→ Task inputs
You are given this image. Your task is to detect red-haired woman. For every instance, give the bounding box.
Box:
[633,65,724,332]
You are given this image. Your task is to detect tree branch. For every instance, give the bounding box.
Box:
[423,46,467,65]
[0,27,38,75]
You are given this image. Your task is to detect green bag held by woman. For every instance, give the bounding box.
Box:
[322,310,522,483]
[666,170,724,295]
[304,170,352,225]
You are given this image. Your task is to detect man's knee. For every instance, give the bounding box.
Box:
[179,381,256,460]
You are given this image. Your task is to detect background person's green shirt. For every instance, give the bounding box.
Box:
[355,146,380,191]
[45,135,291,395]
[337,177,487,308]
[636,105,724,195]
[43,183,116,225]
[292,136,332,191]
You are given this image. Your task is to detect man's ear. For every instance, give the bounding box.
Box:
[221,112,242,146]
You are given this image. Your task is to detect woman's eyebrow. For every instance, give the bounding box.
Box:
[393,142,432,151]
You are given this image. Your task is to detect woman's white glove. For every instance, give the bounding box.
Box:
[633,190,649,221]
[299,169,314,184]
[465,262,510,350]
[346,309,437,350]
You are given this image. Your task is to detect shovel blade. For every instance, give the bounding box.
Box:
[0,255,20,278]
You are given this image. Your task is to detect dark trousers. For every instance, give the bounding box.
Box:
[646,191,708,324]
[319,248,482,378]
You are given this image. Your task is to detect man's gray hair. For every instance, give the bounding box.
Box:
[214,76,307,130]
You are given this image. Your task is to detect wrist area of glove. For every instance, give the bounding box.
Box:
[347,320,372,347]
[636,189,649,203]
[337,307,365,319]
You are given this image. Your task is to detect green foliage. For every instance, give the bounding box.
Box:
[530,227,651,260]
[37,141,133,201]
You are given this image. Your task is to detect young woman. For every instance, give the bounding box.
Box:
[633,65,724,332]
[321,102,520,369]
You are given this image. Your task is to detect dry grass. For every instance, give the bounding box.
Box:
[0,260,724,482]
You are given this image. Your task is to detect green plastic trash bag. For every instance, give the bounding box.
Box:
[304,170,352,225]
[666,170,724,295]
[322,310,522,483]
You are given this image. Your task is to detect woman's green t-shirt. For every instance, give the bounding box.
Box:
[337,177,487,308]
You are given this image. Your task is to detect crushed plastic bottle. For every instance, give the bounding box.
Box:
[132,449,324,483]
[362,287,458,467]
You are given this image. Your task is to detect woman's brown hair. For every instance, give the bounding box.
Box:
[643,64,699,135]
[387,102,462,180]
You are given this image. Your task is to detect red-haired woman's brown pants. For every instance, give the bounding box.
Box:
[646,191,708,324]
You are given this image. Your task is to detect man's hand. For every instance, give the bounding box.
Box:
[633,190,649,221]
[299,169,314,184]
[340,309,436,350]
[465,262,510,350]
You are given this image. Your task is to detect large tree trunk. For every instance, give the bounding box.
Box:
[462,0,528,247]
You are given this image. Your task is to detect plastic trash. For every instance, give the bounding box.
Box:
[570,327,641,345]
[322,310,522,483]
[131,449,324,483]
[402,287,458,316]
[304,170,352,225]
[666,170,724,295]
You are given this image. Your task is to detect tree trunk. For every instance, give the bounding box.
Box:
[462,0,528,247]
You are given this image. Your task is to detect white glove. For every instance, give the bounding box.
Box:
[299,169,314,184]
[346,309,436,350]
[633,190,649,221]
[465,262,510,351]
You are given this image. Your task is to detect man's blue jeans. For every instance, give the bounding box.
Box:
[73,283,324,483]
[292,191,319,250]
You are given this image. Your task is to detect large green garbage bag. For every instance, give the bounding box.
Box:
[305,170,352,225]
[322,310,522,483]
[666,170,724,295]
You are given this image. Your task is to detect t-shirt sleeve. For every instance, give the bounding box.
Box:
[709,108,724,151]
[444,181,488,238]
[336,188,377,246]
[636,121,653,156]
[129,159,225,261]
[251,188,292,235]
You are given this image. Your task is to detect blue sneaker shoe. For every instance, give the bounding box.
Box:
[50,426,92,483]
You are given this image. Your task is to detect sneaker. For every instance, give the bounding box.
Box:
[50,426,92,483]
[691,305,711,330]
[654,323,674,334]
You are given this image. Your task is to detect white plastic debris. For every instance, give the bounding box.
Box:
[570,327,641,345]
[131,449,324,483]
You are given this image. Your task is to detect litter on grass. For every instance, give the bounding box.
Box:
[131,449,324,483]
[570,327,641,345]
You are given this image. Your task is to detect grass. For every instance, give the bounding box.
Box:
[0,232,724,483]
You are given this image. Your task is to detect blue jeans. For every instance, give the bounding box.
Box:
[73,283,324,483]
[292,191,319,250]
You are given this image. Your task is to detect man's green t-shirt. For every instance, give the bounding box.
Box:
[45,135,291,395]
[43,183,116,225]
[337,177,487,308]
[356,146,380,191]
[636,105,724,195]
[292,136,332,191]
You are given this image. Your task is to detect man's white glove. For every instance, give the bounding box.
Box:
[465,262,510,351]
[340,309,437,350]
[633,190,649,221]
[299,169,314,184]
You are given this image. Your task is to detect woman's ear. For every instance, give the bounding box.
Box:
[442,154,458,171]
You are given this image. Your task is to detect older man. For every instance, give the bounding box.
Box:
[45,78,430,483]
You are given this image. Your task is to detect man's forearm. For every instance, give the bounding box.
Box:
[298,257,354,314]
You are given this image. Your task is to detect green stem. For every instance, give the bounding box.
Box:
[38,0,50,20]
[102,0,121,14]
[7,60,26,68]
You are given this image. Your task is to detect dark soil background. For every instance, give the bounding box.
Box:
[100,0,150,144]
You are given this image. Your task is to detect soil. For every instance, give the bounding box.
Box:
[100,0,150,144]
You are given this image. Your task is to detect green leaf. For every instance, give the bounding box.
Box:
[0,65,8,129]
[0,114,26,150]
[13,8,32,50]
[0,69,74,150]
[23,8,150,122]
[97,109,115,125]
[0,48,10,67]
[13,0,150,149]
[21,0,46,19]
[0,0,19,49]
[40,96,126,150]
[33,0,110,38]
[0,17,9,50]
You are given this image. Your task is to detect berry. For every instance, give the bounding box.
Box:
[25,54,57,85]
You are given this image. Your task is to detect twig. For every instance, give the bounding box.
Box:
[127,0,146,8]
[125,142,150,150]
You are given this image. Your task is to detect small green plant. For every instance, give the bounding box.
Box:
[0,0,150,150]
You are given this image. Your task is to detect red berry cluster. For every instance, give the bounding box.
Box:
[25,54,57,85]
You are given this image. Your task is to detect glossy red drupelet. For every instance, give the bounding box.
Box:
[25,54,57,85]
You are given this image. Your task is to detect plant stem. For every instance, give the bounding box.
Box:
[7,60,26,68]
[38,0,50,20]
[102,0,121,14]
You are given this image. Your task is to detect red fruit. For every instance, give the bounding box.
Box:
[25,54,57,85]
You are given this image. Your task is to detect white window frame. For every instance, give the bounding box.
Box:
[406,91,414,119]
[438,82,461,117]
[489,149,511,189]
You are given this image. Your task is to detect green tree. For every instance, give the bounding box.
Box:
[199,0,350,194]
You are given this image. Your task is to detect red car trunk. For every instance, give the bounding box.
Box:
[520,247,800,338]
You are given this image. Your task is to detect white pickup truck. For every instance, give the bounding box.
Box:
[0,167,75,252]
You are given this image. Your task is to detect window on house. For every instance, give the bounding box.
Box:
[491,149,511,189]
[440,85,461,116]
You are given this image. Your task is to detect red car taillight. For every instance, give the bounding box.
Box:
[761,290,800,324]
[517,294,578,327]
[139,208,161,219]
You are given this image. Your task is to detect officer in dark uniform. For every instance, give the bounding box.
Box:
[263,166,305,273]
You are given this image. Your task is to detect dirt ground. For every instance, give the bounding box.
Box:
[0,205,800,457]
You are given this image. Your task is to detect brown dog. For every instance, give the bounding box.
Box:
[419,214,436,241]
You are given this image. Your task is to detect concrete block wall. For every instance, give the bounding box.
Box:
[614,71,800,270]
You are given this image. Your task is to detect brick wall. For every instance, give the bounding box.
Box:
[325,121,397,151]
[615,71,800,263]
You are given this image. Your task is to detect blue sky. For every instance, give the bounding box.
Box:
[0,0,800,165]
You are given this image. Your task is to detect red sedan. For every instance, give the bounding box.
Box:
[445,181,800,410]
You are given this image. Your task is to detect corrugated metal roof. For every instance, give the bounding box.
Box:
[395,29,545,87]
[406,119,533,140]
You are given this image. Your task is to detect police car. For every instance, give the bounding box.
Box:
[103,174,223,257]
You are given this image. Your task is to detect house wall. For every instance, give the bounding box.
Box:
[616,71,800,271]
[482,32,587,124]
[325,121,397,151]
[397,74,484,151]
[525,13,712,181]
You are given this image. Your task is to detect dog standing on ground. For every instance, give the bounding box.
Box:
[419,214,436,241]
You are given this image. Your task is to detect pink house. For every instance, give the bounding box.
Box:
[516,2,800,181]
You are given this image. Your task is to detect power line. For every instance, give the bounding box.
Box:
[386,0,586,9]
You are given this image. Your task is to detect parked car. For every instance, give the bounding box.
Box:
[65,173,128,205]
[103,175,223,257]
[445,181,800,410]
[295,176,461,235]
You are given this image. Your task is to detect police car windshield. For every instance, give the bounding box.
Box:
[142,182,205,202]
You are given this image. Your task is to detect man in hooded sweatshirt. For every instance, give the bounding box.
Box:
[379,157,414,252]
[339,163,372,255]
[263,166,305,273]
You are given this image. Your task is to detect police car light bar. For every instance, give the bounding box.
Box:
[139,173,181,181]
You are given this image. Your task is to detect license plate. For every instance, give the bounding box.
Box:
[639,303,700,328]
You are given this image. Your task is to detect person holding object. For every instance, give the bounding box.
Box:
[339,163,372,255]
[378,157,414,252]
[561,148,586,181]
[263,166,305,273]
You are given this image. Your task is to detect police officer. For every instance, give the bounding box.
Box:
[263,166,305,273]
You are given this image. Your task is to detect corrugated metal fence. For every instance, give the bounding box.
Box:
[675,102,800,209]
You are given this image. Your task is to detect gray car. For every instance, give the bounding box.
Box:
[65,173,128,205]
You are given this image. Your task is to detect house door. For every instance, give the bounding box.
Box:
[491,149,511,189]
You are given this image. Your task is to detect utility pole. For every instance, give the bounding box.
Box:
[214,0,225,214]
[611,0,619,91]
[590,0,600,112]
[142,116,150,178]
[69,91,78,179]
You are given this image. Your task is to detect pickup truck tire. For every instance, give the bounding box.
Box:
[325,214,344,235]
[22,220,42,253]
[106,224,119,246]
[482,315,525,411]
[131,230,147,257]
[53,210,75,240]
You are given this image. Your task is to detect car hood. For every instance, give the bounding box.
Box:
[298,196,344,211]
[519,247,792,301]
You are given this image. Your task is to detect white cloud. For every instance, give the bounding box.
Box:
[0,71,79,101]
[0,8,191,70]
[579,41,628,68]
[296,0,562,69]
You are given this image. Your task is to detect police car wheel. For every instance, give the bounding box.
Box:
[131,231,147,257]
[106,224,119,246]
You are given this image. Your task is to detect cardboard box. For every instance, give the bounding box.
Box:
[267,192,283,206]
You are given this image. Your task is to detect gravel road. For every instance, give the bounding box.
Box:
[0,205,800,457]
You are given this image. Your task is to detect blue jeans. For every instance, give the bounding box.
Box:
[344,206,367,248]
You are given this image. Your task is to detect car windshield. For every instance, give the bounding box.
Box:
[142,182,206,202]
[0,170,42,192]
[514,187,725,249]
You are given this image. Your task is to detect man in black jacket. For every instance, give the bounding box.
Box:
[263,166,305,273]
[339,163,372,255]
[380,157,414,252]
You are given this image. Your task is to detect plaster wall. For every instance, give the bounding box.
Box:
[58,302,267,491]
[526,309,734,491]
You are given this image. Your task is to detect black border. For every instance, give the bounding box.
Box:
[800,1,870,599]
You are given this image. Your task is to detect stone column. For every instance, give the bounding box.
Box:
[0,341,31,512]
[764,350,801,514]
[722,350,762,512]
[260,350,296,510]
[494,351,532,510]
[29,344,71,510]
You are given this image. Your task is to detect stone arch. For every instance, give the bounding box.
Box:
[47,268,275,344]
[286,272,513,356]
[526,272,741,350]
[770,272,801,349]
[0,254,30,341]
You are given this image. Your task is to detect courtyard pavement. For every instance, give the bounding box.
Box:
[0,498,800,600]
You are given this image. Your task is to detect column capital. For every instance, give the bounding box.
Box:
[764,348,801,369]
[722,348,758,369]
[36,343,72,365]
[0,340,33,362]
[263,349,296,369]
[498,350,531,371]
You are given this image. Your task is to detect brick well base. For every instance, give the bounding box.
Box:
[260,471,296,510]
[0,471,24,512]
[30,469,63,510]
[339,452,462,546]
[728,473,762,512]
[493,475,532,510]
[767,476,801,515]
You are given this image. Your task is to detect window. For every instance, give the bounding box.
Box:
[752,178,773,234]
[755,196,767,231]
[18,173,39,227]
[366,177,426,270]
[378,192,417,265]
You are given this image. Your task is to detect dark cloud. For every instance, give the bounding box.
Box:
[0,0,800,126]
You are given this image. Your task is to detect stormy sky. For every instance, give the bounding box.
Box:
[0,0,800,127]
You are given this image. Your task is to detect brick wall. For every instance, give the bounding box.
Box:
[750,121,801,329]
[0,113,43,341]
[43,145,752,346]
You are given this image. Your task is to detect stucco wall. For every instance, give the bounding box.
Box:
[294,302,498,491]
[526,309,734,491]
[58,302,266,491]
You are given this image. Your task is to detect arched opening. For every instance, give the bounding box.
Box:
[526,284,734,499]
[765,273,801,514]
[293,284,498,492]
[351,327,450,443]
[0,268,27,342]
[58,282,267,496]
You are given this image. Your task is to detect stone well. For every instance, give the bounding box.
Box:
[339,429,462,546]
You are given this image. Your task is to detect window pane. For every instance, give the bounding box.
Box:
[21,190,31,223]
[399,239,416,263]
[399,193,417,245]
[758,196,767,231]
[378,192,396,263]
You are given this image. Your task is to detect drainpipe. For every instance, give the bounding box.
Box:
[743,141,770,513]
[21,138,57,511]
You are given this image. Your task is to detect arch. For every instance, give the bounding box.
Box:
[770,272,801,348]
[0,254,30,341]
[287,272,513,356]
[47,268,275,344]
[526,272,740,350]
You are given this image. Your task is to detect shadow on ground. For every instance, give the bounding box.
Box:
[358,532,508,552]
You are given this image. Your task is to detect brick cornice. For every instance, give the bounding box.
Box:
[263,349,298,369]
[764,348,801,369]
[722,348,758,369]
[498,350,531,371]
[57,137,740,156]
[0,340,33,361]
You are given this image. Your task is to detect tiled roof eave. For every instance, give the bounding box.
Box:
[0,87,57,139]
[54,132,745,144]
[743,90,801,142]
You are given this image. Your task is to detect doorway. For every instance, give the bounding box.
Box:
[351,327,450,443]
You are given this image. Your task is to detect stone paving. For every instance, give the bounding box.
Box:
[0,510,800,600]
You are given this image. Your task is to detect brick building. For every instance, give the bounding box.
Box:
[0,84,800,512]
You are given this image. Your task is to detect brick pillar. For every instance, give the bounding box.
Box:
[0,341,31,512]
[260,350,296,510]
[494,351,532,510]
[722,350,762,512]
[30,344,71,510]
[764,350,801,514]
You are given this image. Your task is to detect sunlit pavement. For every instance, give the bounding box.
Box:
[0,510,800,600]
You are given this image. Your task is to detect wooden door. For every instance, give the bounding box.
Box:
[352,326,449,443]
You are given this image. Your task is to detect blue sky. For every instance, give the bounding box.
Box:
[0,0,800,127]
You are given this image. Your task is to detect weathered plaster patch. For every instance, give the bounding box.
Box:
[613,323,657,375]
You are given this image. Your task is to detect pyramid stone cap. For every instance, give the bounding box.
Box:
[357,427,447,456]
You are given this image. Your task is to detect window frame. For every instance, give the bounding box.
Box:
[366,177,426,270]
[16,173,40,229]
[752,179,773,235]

→ Given instruction
Repeat word for word every line from the one containing "detect woman's ear." down to the one containing "[298,257,354,314]", including both of those lines.

→ Response
You are given this image. Your task is to detect woman's ear. For every instance, give the bounding box.
Box:
[442,154,458,171]
You are given this image. Your task is to detect older man. For every instance, give the bounding box.
Box:
[45,78,430,483]
You are given this image. Your task is to detect man's forearm. For every instance, give the bounding box.
Box:
[298,257,354,314]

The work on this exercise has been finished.